* What to work on: Each entry is to be reproduced verbatim, and images are to be omitted.

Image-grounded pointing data
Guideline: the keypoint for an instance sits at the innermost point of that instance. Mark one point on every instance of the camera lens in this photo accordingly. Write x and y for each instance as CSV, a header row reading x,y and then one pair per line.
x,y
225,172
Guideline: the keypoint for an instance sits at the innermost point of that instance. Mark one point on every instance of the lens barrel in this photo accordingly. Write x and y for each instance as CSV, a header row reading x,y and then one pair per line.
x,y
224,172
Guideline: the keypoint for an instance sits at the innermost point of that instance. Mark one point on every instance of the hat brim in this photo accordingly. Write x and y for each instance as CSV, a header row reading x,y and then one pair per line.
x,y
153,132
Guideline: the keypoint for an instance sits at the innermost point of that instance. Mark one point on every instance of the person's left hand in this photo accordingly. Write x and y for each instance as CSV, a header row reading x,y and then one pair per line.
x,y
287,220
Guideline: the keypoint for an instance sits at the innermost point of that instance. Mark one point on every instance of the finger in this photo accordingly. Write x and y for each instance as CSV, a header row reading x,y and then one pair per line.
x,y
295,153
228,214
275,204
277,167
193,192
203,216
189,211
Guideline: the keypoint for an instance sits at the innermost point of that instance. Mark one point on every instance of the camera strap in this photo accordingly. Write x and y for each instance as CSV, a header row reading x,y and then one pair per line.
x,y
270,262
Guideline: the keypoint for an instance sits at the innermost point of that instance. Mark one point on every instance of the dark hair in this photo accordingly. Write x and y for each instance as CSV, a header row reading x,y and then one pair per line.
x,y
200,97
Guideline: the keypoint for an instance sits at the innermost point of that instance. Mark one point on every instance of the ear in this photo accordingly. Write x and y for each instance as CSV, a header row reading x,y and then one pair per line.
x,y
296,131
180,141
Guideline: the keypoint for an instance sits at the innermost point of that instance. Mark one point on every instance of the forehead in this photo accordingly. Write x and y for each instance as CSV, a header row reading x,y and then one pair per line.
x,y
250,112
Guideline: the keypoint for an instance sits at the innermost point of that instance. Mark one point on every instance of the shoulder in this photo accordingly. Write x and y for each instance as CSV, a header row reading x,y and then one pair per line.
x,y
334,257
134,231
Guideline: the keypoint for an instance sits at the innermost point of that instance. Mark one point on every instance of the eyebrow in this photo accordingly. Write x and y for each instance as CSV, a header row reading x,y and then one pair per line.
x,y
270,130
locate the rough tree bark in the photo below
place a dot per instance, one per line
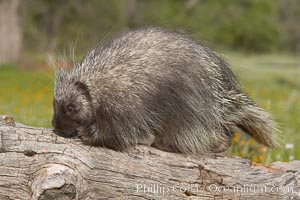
(36, 164)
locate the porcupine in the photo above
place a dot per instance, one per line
(155, 82)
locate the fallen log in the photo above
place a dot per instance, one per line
(37, 164)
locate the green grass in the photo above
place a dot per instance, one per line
(272, 81)
(26, 95)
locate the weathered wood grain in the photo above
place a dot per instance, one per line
(36, 164)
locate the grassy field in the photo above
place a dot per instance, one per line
(273, 81)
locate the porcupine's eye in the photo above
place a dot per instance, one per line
(70, 110)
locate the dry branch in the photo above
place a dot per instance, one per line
(36, 164)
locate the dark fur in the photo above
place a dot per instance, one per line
(154, 82)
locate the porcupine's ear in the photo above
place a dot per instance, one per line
(83, 88)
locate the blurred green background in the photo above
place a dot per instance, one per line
(259, 38)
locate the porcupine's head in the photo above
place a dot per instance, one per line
(72, 105)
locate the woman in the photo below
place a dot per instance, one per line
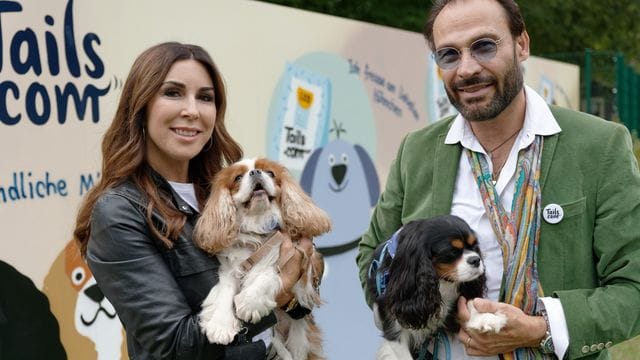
(166, 142)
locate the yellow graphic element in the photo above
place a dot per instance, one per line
(305, 98)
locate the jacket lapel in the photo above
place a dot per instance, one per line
(548, 150)
(445, 168)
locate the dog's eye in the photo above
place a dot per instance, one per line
(77, 276)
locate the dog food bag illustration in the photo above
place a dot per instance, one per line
(302, 116)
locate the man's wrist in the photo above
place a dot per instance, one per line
(546, 343)
(539, 331)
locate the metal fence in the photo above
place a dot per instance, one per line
(609, 86)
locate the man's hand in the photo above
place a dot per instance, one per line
(521, 330)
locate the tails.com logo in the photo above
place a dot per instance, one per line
(38, 58)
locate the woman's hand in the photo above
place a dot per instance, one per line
(521, 330)
(293, 258)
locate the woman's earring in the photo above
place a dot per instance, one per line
(210, 145)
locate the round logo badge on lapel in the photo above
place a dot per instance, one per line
(552, 213)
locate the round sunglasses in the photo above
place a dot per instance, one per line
(482, 50)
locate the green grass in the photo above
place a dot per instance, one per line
(636, 148)
(628, 350)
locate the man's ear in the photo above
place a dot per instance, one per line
(522, 46)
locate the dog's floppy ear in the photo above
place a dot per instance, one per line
(413, 291)
(217, 225)
(301, 217)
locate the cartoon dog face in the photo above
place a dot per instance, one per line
(341, 179)
(82, 310)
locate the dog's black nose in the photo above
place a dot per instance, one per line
(474, 261)
(94, 293)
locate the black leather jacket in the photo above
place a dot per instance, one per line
(156, 291)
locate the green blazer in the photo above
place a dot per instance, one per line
(590, 260)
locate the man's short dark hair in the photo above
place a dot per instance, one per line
(511, 9)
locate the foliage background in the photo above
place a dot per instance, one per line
(559, 29)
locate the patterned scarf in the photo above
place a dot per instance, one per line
(517, 232)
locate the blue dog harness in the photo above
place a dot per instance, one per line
(382, 277)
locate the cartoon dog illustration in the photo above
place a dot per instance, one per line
(342, 180)
(82, 310)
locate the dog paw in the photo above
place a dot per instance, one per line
(220, 329)
(252, 308)
(485, 322)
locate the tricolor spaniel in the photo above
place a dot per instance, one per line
(251, 204)
(416, 278)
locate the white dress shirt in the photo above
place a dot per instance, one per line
(467, 204)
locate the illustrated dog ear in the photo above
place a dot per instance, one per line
(413, 291)
(217, 225)
(301, 217)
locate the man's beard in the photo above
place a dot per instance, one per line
(513, 82)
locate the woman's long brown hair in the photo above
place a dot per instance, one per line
(124, 143)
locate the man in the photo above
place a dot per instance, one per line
(550, 192)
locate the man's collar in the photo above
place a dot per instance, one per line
(538, 120)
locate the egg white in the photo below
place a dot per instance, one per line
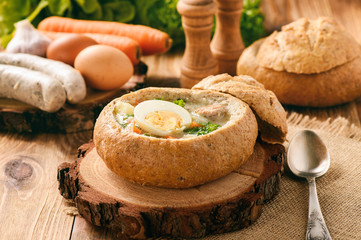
(146, 107)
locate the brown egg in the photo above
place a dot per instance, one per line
(104, 67)
(66, 48)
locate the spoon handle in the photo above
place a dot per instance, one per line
(316, 226)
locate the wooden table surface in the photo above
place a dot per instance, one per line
(30, 204)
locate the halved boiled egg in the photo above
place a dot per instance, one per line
(161, 118)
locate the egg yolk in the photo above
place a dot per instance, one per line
(164, 120)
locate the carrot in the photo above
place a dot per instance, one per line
(127, 45)
(151, 41)
(169, 137)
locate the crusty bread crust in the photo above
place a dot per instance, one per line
(270, 114)
(308, 46)
(336, 86)
(176, 163)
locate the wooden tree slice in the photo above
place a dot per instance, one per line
(20, 117)
(133, 211)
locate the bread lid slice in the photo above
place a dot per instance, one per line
(308, 46)
(271, 116)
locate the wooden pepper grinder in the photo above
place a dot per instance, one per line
(198, 61)
(227, 43)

* Result:
Guideline: the keypoint for an instance sits at the innermost point of that instance. Mark one point on every instance of the camera lens in this photo accordingly. Write x and y for each instance as CSV, a header row reading x,y and then one pair per line.
x,y
225,172
Guideline: the keypoint for an instance sits at the innermost point of that instance. Mark one point on every instance of the lens barrel in this photo accordingly. Write x and y for each instance as CSV, a header row reading x,y and then one pair per line.
x,y
224,172
Guideline: the keypoint for an instance sits at the innermost point of that instance. Mark one point on every instance of the hat brim in this photo accordingly. Write x and y for each instance as CSV, a header row reading x,y and then one pair per line.
x,y
153,132
Guideline: the keypoint for an instance sits at the innermost point of that instance. Mark one point on every instance of the person's left hand in this photo accordingly. Write x and y for each instance as CSV, a header row reading x,y and then one pair per line.
x,y
287,220
Guideline: the keypoint for an instance sits at the innermost point of that instance. Mark one point on every instance of the finger in this photo accordingly. Write x and y for each instance as CSV, a header row reading x,y and then one pair per line.
x,y
295,153
228,214
275,204
277,167
193,192
203,216
189,211
Guideline: the keypoint for an instance sits at the innermost point of that instance. Mark one point on every instance of the camera strap in this photo accordingly. Write x and y for each instance as CSV, a header row reading x,y and then one pair per line.
x,y
270,262
Guideline: the keypoint for an instance sits at the innermost point of that instance. Mark one point on every instance of the dark hair in this photo accordingly. Write x and y for each instance as CSV, a header row reading x,y and then one pair per line.
x,y
200,97
Guideline: the keypoint for an instance sits at the innermost point of that instance. Mark one point on every instance of the ear in this photo accordingly. Write x and y for each instance as CSV, a header row reading x,y and then one pair per line.
x,y
296,131
180,141
Guideline: the keypoint for an instance sits at the innermost point of that instance. Mark one point on every instance of the forehead in this photo accordingly. Write x and y for each instance as CSV, a header row reading x,y and then one pair per line.
x,y
250,112
Guideline: the keypoint for an instance sits at the innermost point of that instance. Mark one point on every instance of the shoulder in this photo accordingly. Write x and y for each instance as CSV, a header row reading x,y and then one pair per line.
x,y
334,257
134,231
Guideline: the keypoint for an instance sits at the innermost point of that instance. Mark one point on every instance of the eyebrow in this photo accordingly. Write x and y for each instance as CSV, a header row reading x,y and then one pair per line.
x,y
270,130
locate the rough tree bark in the photo below
place a dot per instance, one per line
(36, 164)
locate the porcupine in the photo above
place a dot per instance, one per line
(155, 82)
locate the fallen log in the photo above
place a dot per instance, one per line
(37, 164)
locate the green grass in the photo above
place a dot per instance, one per line
(272, 81)
(26, 95)
locate the weathered wood grain in the photo above
place a dot per instance, one per line
(36, 164)
locate the grassy field in the photo above
place a dot per instance, one per line
(273, 81)
locate the porcupine's eye in the photo above
place a dot per instance, one per line
(70, 110)
locate the dry branch in the photo above
place a dot per instance, one per line
(36, 164)
locate the dark fur in the photo above
place a dot per instance, one per line
(154, 82)
locate the porcupine's ear in the photo above
place a dot per instance, one per line
(83, 88)
locate the blurred green background in the photo above
place a dot per instance, one per line
(259, 38)
locate the porcupine's head in the photo above
place a dot per instance, one per line
(72, 105)
locate the woman in the photo below
place a dot per instance, one per line
(166, 142)
locate the yellow graphic element in the photo above
place a dot per instance, one per line
(305, 98)
locate the jacket lapel in the photo above
place a dot per instance, one per line
(548, 150)
(445, 168)
locate the dog's eye in the photo above
place a dot per instance, one per line
(77, 276)
locate the dog food bag illustration in the photo above
place a dot per instance, one per line
(302, 116)
locate the man's wrist in the photo above
place a dot per instance, one per line
(546, 343)
(539, 331)
locate the metal fence in the photo above
place a dot per instance, one per line
(609, 86)
locate the man's hand in the photo above
place a dot per instance, one per line
(521, 330)
locate the tails.com logo in the photo above
place a dot per instance, one per line
(38, 58)
locate the woman's hand in the photo above
place a dot per instance, one per line
(521, 330)
(293, 258)
locate the woman's earring in the photo above
place a dot per instance, one per line
(210, 145)
locate the round logo badge on lapel in the photo above
place a dot per instance, one per line
(552, 213)
locate the round sunglasses in the photo above
place a dot per instance, one per line
(482, 50)
locate the green grass in the photo above
place a dot per instance, one per line
(636, 148)
(628, 350)
locate the man's ear in the photo above
place a dot per instance, one per line
(522, 46)
locate the dog's floppy ear in the photo above
place a dot per instance, one per line
(413, 291)
(217, 225)
(301, 217)
locate the cartoon dog face in the photo above
place a dot per instance, one per line
(341, 179)
(82, 310)
locate the dog's black nose in the photo above
place a dot per instance, one per line
(474, 261)
(94, 293)
locate the black leather jacket in the photo above
place a dot per instance, one per line
(156, 291)
locate the green blazer in the photo above
place a dot per instance, one per line
(590, 260)
locate the man's short dark hair in the photo above
place a dot per instance, one per line
(511, 9)
locate the foliage background in the photo above
place a dot per instance, one per line
(559, 29)
locate the patterned scarf in the photo above
place a dot per instance, one per line
(517, 232)
locate the blue dog harness in the photo above
place a dot per instance, one per line
(382, 277)
locate the cartoon dog illustration in the photo above
place a dot per instance, one per line
(342, 180)
(82, 310)
locate the dog paw in the photo above
place a dot per instance, one per line
(220, 329)
(252, 308)
(485, 322)
locate the tricolor spaniel in the photo above
place a dot per instance, one per line
(251, 204)
(416, 278)
locate the white dress shirt in the photo above
place a dot per instance, one per line
(467, 204)
locate the illustrated dog ear in the photo above
place a dot per instance, one per line
(413, 291)
(217, 225)
(301, 217)
locate the man's beard in the photo above
place a dot per instance, one per line
(513, 82)
locate the woman's long brown hair in the photo above
place a dot per instance, one per line
(124, 143)
locate the man in the photo above
place a dot per instance, one per line
(550, 192)
locate the man's collar in the photo above
place a dot per instance, one per line
(538, 120)
locate the egg white in the photo below
place a dot per instance, one per line
(146, 107)
locate the brown egg in the photo above
place a dot per instance, one per line
(104, 67)
(66, 48)
locate the spoon handle in the photo above
place a dot per instance, one per line
(316, 226)
locate the wooden table surface in the photo above
place a dot per instance, one per line
(30, 204)
locate the halved boiled egg in the photo above
place a dot per instance, one per line
(161, 118)
locate the egg yolk in the photo above
place a dot per instance, one per line
(164, 120)
locate the carrot in the photo above
place a dot per instance, one per line
(127, 45)
(151, 41)
(169, 137)
locate the crusty bread crust in the photo above
place a dot per instance, one per line
(270, 114)
(308, 46)
(336, 86)
(176, 163)
locate the wooden tree slice in the photo above
place a dot per instance, one per line
(20, 117)
(133, 211)
locate the bread lid slice in the photo above
place a dot per instance, one per line
(308, 46)
(271, 116)
locate the wooden pepper grinder in the photo above
place a dot per instance, one per line
(198, 61)
(227, 43)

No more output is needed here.